▶ **Problem to solve**
Can the data below be set down again exactly, line for line?

▶ **Listed entries**
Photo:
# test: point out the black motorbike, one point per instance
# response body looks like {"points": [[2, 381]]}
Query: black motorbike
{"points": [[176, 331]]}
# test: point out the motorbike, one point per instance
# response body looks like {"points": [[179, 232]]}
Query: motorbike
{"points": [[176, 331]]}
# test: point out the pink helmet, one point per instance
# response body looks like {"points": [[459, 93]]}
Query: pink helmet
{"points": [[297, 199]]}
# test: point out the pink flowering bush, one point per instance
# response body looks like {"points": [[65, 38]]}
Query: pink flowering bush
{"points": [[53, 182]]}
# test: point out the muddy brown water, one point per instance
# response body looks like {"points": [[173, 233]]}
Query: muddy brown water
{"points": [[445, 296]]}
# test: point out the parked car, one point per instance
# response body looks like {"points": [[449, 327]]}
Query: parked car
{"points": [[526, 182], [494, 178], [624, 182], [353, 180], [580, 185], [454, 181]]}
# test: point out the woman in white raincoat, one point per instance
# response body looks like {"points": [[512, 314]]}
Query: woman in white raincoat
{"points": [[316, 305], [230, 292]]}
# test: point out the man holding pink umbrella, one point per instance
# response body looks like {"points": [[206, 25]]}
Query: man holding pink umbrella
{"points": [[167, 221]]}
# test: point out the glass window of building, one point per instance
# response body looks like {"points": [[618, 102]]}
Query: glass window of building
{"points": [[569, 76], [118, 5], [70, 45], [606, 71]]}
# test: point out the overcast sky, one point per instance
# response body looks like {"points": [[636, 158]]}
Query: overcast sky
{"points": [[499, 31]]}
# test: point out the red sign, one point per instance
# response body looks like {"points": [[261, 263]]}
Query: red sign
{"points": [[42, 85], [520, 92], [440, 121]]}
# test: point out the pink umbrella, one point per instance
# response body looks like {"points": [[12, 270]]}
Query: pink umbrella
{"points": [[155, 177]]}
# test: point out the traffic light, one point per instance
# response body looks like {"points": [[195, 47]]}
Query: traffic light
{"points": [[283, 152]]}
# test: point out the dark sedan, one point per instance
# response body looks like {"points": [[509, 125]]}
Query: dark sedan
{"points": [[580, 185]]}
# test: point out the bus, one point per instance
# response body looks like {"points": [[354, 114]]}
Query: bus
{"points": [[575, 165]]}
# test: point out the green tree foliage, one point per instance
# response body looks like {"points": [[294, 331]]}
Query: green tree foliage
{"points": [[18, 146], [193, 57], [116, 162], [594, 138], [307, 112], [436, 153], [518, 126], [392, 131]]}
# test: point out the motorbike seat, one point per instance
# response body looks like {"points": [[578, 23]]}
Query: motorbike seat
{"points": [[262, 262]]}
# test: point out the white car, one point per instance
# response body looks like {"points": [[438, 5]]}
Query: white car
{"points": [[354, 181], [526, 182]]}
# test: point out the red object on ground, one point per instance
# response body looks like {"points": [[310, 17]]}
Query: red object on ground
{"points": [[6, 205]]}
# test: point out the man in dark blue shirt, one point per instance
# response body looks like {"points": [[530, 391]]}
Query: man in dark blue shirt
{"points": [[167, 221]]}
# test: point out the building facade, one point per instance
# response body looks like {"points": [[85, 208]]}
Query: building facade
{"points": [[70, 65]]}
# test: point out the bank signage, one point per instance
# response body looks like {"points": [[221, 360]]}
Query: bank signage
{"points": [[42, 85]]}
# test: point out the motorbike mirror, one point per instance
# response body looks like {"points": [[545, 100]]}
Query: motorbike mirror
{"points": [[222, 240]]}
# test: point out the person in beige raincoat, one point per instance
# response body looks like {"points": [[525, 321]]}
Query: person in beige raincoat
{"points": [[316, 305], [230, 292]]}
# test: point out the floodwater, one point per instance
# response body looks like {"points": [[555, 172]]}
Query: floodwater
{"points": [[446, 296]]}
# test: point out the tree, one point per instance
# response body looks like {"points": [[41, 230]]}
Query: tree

▶ **Task output**
Photo:
# test: point out the black motorbike, one point per instance
# response body looks like {"points": [[2, 381]]}
Query: black motorbike
{"points": [[176, 331]]}
# test: point out the motorbike, one point per instance
# response body looks like {"points": [[179, 232]]}
Query: motorbike
{"points": [[176, 331]]}
# test: point out the pink helmet, one point per instance
# response body looks like {"points": [[459, 93]]}
Query: pink helmet
{"points": [[297, 199]]}
# test: point out the pink flowering bush, one point per instance
# response body looks like {"points": [[65, 38]]}
Query: pink flowering bush
{"points": [[53, 182]]}
# test: point out the muddy brown water, one point per instance
# response body looks like {"points": [[173, 233]]}
Query: muddy brown water
{"points": [[445, 296]]}
# test: point out the parked car, one point per instance
# response body looks like {"points": [[449, 327]]}
Query: parked car
{"points": [[526, 182], [494, 178], [624, 182], [353, 180], [580, 185], [454, 181]]}
# test: point out the woman in white raincoat, one point per instance
# response body looks like {"points": [[512, 314]]}
Query: woman in white raincoat
{"points": [[316, 305], [230, 292]]}
# test: point out the man holding pink umbrella, one point per instance
# response body looks like {"points": [[206, 25]]}
Query: man holding pink umbrella
{"points": [[167, 221]]}
# test: point out the glass window of building, one point per instance
# response body looks like {"points": [[618, 102]]}
Query: glass window of building
{"points": [[569, 76], [118, 5], [70, 45], [606, 71]]}
# test: point out the overcast sky, one point per instance
# response body looks like {"points": [[636, 158]]}
Query: overcast sky
{"points": [[499, 31]]}
# test: point out the red sign, one point per instance
# response body looks like {"points": [[261, 263]]}
Query: red sign
{"points": [[42, 85], [520, 92], [440, 121]]}
# test: point out the pink umbrella, one point per instance
# response body looks like {"points": [[12, 270]]}
Query: pink umbrella
{"points": [[155, 177]]}
# test: point out the traffic light, one point per instance
# response body looks like {"points": [[195, 47]]}
Query: traffic light
{"points": [[283, 152]]}
# test: point out the dark sedan, one point per instance
# response body looks like {"points": [[509, 125]]}
Query: dark sedan
{"points": [[580, 185]]}
# test: point out the bus, one point per instance
# response body looks like {"points": [[354, 114]]}
Query: bus
{"points": [[575, 165]]}
# test: point out the green tree foliage, one point per instance
# response body looks like {"points": [[294, 331]]}
Query: green tree foliage
{"points": [[18, 146], [193, 57], [116, 162], [594, 138], [307, 112], [436, 153], [518, 126], [392, 131]]}
# test: point out the motorbike seat, one point per instance
# response body looks like {"points": [[578, 23]]}
Query: motorbike seat
{"points": [[262, 262]]}
# test: point out the white car, one point per instance
# response body looks like {"points": [[438, 5]]}
Query: white car
{"points": [[354, 181], [526, 182]]}
# test: point out the red object on ground, one point per instance
# response body looks like {"points": [[310, 17]]}
Query: red object on ground
{"points": [[6, 205]]}
# test: point out the man in dark blue shirt, one point per instance
# response body looks like {"points": [[530, 391]]}
Query: man in dark blue shirt
{"points": [[167, 221]]}
# test: point out the building facade, one point per instance
# response body looks like {"points": [[85, 208]]}
Query: building facade
{"points": [[70, 65]]}
# test: point out the bank signage, one point per instance
# response body looks like {"points": [[221, 360]]}
Query: bank signage
{"points": [[42, 85]]}
# test: point out the motorbike mirror, one point per instance
# response body looks like {"points": [[545, 100]]}
Query: motorbike mirror
{"points": [[222, 240]]}
# test: point out the person in beige raincoat, one point per instance
# response body looks like {"points": [[525, 321]]}
Query: person in beige raincoat
{"points": [[316, 305], [230, 292]]}
# test: point out the floodwater, one point per instance
# response body looks like {"points": [[555, 172]]}
Query: floodwater
{"points": [[446, 296]]}
# test: point out the tree, one point per instance
# response body looks like {"points": [[41, 230]]}
Query: tree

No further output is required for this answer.